**Exercise instructions:**
[A] In the Android thread, what does Android give each application by default?
[B] Repeat the Android thread word for word between "In my particular" and "features they want.", inclusive.

**Quoted text:**
%%

2012-02-02 Thread Jan Burse

BT schrieb:

Can I create multiple .apk's that install ADDITIVELY to the same /data/
apps/MyApp location?

In my particular case I have add-on modules that are built as C++ NDK
share objects:  Feature1.so, Feature2.so, Feature3.so, etc.  I don't
know what these will be ahead of time and the user must be able to
selectively install only those features they want.

I'm pretty sure iOS does this with in-app purchases, but not sure how
to do it on Android?

Thanks,
BT



Theoretically:

android:sharedUserId
The name of a Linux user ID that will be shared with other 
applications. By default, Android assigns each application its own 
unique user ID. However, if this attribute is set to the same value for 
two or more applications, they will all share the same ID — provided 
that they are also signed by the same certificate. Application with the 
same user ID can access each other's data and, if desired, run in the 
same process.

%%

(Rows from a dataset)
%%

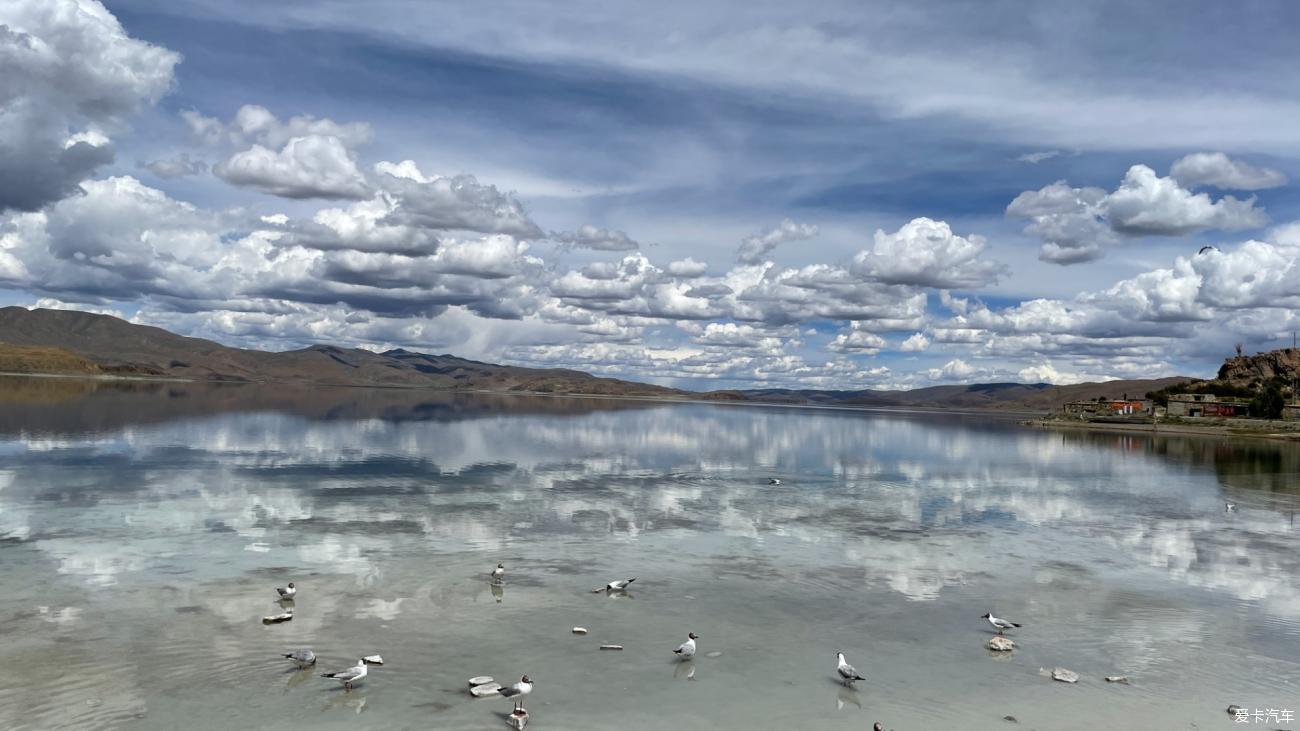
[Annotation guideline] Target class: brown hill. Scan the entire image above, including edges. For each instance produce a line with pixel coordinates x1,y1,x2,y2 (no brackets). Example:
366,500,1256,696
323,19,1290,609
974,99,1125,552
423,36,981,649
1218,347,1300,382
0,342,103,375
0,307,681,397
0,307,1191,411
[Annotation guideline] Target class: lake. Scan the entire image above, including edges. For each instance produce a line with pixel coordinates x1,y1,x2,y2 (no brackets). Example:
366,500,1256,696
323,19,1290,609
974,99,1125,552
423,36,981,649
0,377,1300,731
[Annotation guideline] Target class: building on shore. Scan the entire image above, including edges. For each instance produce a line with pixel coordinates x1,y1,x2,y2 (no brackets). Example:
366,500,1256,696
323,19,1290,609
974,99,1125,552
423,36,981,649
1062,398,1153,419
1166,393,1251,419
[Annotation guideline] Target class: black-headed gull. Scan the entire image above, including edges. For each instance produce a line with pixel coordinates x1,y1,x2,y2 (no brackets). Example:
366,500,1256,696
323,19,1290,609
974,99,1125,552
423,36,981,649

%%

**Written responses:**
[A] Its own unique user ID.

[B]
In my particular case I have add-on modules that are built as C++ NDK
share objects:  Feature1.so, Feature2.so, Feature3.so, etc.  I don't
know what these will be ahead of time and the user must be able to
selectively install only those features they want.